From the listing below, set down exactly the lines between the one holding "[(603, 372), (5, 200), (147, 176)]" and the one holding "Target: boy's dark hair", inclusive. No other line is wanted.

++++++

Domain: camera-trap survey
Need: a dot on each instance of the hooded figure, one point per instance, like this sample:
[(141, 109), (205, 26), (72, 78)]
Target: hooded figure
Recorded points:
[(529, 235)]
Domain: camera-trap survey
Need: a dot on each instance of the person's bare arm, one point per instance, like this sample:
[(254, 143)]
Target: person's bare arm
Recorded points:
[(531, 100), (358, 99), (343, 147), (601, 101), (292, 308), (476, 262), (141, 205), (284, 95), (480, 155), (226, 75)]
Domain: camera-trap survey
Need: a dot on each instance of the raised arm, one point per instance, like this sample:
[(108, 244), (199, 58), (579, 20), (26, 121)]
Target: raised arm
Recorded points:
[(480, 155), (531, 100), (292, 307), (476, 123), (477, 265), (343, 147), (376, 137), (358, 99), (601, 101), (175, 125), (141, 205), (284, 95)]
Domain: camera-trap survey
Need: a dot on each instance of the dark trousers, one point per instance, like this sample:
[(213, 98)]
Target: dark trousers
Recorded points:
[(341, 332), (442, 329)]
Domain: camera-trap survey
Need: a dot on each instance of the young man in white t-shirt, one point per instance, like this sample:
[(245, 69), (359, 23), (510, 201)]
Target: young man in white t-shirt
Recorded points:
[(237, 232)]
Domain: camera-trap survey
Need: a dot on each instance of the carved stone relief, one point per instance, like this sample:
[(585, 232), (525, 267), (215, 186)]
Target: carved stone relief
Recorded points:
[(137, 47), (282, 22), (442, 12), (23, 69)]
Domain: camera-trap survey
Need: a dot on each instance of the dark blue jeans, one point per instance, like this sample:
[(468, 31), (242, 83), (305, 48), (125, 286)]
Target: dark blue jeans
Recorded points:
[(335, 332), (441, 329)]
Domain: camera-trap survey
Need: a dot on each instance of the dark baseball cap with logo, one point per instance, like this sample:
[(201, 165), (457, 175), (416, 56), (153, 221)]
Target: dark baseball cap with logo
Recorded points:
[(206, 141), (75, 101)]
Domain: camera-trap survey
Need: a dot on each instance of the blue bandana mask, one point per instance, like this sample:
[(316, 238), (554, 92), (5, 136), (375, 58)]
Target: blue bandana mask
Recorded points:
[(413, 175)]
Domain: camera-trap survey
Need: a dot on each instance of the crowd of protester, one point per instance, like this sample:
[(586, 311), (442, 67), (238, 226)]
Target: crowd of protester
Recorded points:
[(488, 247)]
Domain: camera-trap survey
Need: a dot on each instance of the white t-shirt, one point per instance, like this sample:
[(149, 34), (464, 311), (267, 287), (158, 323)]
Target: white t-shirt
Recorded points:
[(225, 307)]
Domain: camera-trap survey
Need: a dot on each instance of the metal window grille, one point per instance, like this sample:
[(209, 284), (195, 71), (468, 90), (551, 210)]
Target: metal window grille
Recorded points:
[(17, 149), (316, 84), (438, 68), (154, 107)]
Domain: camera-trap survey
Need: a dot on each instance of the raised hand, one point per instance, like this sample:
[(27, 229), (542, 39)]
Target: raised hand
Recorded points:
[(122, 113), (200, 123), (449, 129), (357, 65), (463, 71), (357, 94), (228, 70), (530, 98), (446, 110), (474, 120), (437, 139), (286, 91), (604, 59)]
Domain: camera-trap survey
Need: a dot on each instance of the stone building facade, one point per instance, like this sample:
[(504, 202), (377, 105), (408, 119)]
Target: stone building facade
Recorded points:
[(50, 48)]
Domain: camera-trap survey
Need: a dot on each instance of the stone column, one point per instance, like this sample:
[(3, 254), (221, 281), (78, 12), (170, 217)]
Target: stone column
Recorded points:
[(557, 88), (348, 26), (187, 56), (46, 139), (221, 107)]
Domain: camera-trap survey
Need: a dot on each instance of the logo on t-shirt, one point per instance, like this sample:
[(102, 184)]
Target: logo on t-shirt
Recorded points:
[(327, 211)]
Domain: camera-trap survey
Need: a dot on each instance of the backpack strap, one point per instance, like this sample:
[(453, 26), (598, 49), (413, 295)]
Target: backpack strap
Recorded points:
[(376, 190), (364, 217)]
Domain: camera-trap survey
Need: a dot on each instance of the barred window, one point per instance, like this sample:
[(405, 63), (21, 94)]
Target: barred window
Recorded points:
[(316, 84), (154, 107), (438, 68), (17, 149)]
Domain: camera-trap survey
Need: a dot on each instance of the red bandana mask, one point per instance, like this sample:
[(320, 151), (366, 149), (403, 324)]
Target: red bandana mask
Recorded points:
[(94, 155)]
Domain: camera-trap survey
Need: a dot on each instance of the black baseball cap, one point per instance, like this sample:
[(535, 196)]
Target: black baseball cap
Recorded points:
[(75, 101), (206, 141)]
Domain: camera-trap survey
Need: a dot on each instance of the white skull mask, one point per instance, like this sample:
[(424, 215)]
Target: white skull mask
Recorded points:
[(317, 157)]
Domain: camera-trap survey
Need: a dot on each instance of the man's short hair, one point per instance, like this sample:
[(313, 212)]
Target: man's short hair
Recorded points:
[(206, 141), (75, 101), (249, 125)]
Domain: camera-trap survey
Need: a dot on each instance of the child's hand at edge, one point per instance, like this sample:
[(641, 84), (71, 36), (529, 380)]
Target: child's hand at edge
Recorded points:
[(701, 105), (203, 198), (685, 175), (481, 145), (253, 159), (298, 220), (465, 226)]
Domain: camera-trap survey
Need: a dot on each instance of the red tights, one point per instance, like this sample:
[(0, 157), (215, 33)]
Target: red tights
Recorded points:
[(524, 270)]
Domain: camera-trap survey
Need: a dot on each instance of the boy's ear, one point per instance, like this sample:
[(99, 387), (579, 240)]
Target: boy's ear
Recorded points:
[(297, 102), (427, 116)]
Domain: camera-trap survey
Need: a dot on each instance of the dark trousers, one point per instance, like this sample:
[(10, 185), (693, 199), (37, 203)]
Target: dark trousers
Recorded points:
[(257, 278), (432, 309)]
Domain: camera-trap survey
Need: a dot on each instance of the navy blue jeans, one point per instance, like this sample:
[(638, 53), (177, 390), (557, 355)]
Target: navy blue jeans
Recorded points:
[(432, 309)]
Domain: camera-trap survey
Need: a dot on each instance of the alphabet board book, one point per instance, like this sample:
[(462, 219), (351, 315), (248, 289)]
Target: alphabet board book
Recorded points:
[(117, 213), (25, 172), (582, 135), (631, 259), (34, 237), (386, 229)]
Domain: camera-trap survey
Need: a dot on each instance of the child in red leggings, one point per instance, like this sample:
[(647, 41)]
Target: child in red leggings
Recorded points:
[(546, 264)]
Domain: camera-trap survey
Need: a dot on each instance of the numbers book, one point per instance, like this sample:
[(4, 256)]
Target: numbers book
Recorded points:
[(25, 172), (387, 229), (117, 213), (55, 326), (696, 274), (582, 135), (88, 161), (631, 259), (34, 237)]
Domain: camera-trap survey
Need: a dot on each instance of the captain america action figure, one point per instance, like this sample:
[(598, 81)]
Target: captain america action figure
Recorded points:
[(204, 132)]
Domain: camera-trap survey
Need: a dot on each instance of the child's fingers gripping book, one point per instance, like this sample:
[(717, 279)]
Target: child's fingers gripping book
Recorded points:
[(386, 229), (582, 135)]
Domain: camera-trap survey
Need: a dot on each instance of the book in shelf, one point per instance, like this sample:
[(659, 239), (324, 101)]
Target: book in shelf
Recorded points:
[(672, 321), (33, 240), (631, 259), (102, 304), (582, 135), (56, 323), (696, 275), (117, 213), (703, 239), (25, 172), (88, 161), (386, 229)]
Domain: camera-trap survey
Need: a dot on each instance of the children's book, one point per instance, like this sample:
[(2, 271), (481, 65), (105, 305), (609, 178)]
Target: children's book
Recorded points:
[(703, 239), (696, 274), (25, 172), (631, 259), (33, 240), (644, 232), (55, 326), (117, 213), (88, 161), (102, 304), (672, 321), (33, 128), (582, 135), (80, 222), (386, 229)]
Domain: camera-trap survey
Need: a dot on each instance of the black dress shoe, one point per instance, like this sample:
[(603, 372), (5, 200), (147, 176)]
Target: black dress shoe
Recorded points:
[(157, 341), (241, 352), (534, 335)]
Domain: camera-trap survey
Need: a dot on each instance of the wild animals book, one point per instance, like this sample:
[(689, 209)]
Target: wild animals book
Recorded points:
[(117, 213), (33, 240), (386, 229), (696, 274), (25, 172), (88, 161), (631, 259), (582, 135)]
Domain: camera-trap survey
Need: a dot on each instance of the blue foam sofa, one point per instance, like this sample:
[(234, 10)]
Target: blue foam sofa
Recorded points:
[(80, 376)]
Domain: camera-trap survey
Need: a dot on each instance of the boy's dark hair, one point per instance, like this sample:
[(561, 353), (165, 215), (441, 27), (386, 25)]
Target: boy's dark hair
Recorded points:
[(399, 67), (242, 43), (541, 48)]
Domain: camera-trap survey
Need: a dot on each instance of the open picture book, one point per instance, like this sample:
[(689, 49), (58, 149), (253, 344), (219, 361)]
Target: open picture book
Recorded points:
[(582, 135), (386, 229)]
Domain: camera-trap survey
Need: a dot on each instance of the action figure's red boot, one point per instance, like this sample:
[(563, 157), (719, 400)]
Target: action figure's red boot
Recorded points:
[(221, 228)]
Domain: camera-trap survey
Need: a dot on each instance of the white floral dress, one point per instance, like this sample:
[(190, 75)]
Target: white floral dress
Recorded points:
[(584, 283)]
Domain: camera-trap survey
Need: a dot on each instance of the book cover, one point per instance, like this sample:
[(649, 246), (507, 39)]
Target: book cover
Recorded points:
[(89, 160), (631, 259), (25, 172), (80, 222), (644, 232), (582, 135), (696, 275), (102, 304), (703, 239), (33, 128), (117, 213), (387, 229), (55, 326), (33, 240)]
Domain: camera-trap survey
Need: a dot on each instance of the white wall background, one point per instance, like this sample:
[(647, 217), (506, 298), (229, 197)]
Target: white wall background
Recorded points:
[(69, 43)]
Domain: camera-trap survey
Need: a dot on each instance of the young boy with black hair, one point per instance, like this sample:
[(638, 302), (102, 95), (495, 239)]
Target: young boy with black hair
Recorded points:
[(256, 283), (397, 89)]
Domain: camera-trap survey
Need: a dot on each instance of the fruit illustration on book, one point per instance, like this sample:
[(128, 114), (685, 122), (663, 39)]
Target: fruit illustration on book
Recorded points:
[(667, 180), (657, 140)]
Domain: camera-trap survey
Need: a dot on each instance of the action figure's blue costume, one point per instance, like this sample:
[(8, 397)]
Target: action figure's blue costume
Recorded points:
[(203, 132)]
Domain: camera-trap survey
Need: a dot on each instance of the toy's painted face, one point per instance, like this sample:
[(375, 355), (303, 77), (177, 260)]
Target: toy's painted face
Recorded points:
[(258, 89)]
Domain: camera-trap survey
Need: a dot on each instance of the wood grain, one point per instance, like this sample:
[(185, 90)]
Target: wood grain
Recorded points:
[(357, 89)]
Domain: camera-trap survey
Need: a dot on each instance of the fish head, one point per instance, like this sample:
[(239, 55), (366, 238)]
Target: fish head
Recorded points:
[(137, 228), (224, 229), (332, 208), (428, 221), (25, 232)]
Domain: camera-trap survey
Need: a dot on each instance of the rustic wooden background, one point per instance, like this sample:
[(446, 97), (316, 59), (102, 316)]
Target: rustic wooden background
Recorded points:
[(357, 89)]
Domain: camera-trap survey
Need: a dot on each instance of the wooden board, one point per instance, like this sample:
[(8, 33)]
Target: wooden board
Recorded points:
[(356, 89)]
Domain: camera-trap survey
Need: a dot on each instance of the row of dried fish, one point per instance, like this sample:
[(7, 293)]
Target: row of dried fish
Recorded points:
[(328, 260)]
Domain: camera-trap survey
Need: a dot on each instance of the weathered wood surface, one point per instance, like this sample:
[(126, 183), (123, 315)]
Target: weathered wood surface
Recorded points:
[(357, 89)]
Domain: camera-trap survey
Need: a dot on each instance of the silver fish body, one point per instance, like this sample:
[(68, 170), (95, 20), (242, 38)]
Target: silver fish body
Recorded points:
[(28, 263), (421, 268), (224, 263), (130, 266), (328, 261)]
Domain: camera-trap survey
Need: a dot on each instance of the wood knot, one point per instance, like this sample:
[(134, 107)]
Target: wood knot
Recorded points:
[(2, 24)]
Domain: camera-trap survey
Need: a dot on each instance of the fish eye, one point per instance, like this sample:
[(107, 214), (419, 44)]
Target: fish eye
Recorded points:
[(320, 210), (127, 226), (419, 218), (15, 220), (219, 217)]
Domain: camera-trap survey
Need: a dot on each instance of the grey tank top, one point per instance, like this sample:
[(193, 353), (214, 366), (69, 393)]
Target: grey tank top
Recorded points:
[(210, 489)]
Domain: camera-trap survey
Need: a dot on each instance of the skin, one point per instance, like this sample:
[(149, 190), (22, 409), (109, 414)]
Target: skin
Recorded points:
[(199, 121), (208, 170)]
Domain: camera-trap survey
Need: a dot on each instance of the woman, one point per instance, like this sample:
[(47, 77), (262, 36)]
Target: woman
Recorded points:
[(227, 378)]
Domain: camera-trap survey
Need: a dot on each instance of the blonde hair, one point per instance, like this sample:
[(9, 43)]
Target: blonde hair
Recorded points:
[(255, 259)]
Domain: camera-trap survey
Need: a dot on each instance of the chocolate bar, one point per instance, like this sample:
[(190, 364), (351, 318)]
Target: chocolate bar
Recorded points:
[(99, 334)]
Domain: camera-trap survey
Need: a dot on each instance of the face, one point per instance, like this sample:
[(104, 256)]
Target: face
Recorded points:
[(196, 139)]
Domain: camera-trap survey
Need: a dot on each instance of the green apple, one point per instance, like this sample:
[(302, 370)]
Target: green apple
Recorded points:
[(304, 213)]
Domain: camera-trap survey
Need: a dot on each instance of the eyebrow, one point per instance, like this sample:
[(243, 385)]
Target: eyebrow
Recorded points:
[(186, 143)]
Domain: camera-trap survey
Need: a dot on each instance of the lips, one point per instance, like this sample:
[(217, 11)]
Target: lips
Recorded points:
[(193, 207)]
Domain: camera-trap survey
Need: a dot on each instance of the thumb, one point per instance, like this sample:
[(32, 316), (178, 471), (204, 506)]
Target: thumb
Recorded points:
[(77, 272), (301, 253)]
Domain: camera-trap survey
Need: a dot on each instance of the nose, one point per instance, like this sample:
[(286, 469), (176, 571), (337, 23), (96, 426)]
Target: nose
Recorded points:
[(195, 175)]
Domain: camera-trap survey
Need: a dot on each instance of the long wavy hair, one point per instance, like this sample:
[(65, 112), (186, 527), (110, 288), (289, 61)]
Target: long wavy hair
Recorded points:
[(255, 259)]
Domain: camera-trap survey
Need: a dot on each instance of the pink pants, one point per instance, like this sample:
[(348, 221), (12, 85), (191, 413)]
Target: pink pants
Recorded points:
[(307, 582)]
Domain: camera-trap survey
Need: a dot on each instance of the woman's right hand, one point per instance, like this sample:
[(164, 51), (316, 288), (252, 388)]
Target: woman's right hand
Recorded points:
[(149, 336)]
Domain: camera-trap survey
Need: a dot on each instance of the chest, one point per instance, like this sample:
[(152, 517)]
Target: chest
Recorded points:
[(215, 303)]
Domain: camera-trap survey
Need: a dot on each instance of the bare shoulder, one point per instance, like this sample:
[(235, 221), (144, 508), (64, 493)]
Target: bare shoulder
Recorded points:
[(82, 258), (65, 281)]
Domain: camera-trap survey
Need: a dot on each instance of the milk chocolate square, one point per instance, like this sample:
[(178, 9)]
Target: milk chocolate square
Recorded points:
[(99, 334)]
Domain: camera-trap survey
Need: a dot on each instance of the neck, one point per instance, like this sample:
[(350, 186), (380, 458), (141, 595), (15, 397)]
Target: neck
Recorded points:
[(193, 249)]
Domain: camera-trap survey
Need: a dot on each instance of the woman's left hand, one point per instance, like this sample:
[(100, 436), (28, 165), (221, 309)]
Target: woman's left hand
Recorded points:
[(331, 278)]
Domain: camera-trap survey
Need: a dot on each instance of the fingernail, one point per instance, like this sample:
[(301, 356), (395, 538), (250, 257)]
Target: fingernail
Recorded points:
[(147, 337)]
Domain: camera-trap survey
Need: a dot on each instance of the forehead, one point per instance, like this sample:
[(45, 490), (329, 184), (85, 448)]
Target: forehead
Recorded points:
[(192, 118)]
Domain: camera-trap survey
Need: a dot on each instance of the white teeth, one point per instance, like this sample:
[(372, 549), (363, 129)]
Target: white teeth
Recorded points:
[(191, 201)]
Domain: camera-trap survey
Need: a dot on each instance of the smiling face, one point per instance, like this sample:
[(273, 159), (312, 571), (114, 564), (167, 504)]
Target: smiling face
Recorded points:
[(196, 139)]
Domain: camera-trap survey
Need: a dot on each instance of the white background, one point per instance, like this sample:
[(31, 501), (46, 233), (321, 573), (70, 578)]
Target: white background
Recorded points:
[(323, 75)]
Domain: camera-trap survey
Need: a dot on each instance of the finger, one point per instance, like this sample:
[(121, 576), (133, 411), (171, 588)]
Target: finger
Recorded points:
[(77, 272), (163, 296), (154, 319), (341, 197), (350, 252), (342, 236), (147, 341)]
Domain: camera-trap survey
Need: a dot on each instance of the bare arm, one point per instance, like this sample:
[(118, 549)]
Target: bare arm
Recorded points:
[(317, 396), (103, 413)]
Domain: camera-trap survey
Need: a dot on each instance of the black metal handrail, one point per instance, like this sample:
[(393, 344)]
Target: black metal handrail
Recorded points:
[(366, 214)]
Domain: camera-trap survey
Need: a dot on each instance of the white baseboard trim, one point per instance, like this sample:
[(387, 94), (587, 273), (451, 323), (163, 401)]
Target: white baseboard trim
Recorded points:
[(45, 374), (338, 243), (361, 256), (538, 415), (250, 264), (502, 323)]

++++++

# Response to the task:
[(603, 372), (5, 200), (147, 176)]
Target: black dress shoe
Recorded points:
[(157, 341), (241, 352), (534, 335)]
Domain: camera-trap survey
Need: a dot on each instance of the wild animals book, one point per instance, like this sample:
[(689, 209)]
Target: wild animals book
Recorded points:
[(117, 213), (33, 240), (386, 229), (696, 274), (25, 172), (88, 161), (631, 259), (582, 135)]
Domain: camera-trap survey
Need: a dot on each instance of the blue foam sofa, one point per instance, like this sample:
[(234, 10)]
Target: blue foam sofa
Recorded points:
[(80, 376)]
Domain: camera-trap survey
Need: a dot on each instance of the boy's dark hair, one point per instance, like this sample:
[(561, 353), (165, 215), (441, 27), (386, 25)]
Target: boy's dark hair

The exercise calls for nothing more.